____ Tekst

Ja też pamietam czasy kiedy na przystankach czekały tłumy ludzi, żeby dojechać do szkoły, do pracy. Teraz w każdej rodzinie są po 2,3 samochody co kiedyś Polacy znali głównie z filmów amerykańskich. To co było kiedyś, a co jest dzisiaj to dwa zupełnie różne światy Tyle rzeczy kończy się tak niespodziewanie: pieniądze, urlop, młodość i sól.
|
cris82 | Post #9 Ocena: 0 2020-02-21 09:11:29 (5 lat temu) |
Z nami od: 16-11-2014 Skąd: . |
chodzenie na zakupy po centrach handlowych to jakis wskaznik bogactwa ? w czasach kiedy kazdy ma po kilka kart kredytowych w portfelu ?

________

Przepisz fragment tekstu o dawnych i dzisiejszych czasach, zaczynając od słów „Ja też pamietam” i kończąc na słowach „młodość i sól.”, z zamianą „samochody” na „rowery”. Pozycje pochodzą z innego źródła.

____ Dostarczone pozycje

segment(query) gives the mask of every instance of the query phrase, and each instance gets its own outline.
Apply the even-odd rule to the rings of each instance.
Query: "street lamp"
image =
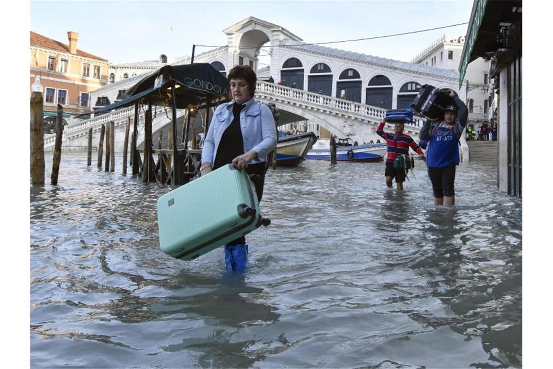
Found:
[[[31,91],[33,92],[42,92],[42,85],[40,84],[40,77],[35,77],[35,82],[31,86]]]

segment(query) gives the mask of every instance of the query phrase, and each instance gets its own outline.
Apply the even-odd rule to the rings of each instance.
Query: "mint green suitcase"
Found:
[[[248,174],[232,164],[158,200],[159,247],[178,259],[195,259],[270,223]]]

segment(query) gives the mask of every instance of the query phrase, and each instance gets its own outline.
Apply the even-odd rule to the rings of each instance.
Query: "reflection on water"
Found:
[[[458,168],[453,208],[421,165],[401,193],[382,163],[270,170],[235,275],[159,251],[169,188],[86,162],[30,188],[33,367],[521,366],[521,204],[493,166]]]

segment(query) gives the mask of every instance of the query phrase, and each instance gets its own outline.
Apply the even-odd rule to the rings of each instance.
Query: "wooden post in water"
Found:
[[[140,171],[138,162],[138,153],[137,150],[137,136],[138,135],[138,106],[139,102],[134,105],[134,122],[133,127],[133,138],[131,144],[131,161],[133,163],[133,175],[138,174]]]
[[[336,164],[336,141],[332,134],[330,135],[330,164]]]
[[[115,122],[109,122],[109,171],[115,171]]]
[[[52,163],[52,175],[50,183],[54,186],[58,184],[58,175],[60,171],[60,160],[61,160],[61,139],[64,134],[64,108],[58,104],[58,116],[56,120],[58,128],[56,130],[56,143],[54,148],[54,161]]]
[[[44,185],[44,118],[42,92],[31,95],[31,183]]]
[[[100,129],[100,141],[98,144],[98,168],[102,168],[102,154],[103,154],[103,137],[106,134],[106,126],[102,124]]]
[[[148,101],[146,121],[144,125],[144,160],[142,161],[142,181],[150,180],[150,157],[152,155],[152,104]]]
[[[106,124],[106,164],[104,165],[104,171],[109,171],[109,131],[111,127],[109,122]]]
[[[131,117],[127,117],[125,126],[125,141],[123,142],[123,174],[127,174],[127,152],[129,148],[129,131],[131,130]]]
[[[209,105],[209,103],[211,102],[211,100],[207,102],[207,105]],[[206,108],[206,119],[204,122],[204,137],[205,139],[205,137],[207,134],[207,129],[209,129],[209,111],[210,108]]]
[[[173,127],[170,127],[169,132],[167,132],[167,148],[168,149],[173,150]],[[167,155],[168,164],[172,163],[172,162],[171,161],[172,158],[173,158],[172,155]]]
[[[180,168],[179,168],[179,157],[178,153],[176,149],[176,100],[175,97],[175,84],[176,82],[173,82],[173,85],[171,86],[171,119],[173,120],[173,184],[174,185],[179,185],[180,184],[180,181],[179,180],[179,171]],[[188,109],[186,109],[186,116],[188,116]],[[186,119],[185,118],[184,124],[186,124]],[[184,133],[183,132],[183,136]],[[183,170],[184,168],[182,168]]]
[[[86,155],[86,165],[92,165],[92,127],[88,128],[88,148]]]

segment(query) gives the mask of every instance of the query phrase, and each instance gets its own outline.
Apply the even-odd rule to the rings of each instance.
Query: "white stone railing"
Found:
[[[268,82],[259,81],[256,85],[256,93],[268,93],[274,96],[284,98],[283,100],[290,102],[301,102],[310,105],[314,107],[325,107],[329,111],[348,115],[357,118],[362,118],[379,123],[384,120],[386,109],[371,106],[359,102],[348,101],[331,96],[310,92],[302,90],[293,89],[285,86],[280,86]],[[415,117],[415,126],[421,127],[424,119],[419,117]]]

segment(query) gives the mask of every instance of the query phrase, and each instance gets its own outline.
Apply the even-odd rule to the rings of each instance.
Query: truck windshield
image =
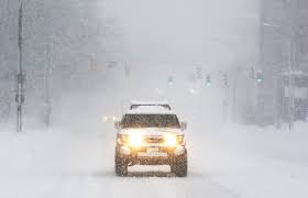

________

Wynik ćwiczenia:
Ja też pamietam czasy kiedy na przystankach czekały tłumy ludzi, żeby dojechać do szkoły, do pracy. Teraz w każdej rodzinie są po 2,3 rowery co kiedyś Polacy znali głównie z filmów amerykańskich. To co było kiedyś, a co jest dzisiaj to dwa zupełnie różne światy Tyle rzeczy kończy się tak niespodziewanie: pieniądze, urlop, młodość i sól.